WRITTEN TASKS –
1/ How would you translate this sentence from the passage on Macedonian population estimates into Spanish: "The Turkish census shows 307,000 Greeks, 11 per cent of the population."
2/ Do these statements agree with the passage on Macedonian population estimates? Answer yes or no for each and quote the deciding words. (a) The Bulgarian figure includes the island of Thassos. (b) The Turkish census distinguishes language and religion. (c) Slavs of the Greek Orthodox church numbered 575,000.
3/ Could you write what comes next in the passage on Macedonian population estimates, picking up after its final sentence?

READING TEXT –
The total number of people was around 2.8 million. The two estimates that show far less, the Greek and the Bulgarian, excluded significant parts of the Slavic north or the Greek south. For example, the Bulgarian figure excludes the Greek regions of Pieria (around Mount Olympus) and the island of Thassos (Wilkinson, H.R., Maps and Politics: A Review of the Ethnic Cartography of Macedonia, London, 1951).

The Turkish census shows 307,000 Greeks, 11 per cent of the population. This is consistent with other figures if examined carefully, as this is the only census that distinguishes language and religion, hence the above figure refers to Greek-speaking Orthodox Christians.

Except the small number of Serbs, all other Slavs in this census are called “Bulgarian” by language. They are then distinguished between those who were Greek Orthodox (320,000) or Bulgarian Orthodox (575,000). Christian Macedonians belonged to both, as the legal Christian churches under Ottoman rule. These Slavic Christians number around 900,000.

COLLECTED DATA –

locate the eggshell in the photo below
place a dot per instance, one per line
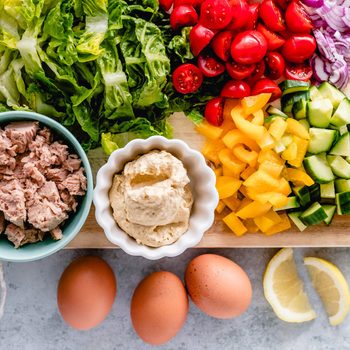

ANSWERS TO THE TASKS –
1/ El censo turco muestra 307.000 griegos, el 11 por ciento de la población.

2/
(a) No: "the Bulgarian figure excludes the Greek regions of Pieria (around Mount Olympus) and the island of Thassos"
(b) Yes: "this is the only census that distinguishes language and religion"
(c) No: "Greek Orthodox (320,000) or Bulgarian Orthodox (575,000)"

3/
The Greek view showing over 600,000 Greeks, combines the 300,000 Greek speakers with the similar number of Slavs loyal to the Patriarchate (the Greek Orthodox church). The Bulgarian view, showing over a million Bulgarians, simply calls all Slavs “Bulgarians” regardless of language or religion. The Turkish census does not distinguish language among Moslems, so the large figure of 1.5 million Moslems includes Turks, Albanians and Moslem Slavs.

Presumably, the German view found 2 million Macedonians by assuming over half of these Moslems were Slavs, and added them to the million or so Christian Slavs, hence finding no Bulgarians or Serbs and very few Turks. Likewise, the Serbian census called all Moslem and Christian Slavs “Serbs” and found no Bulgarians or Macedonians.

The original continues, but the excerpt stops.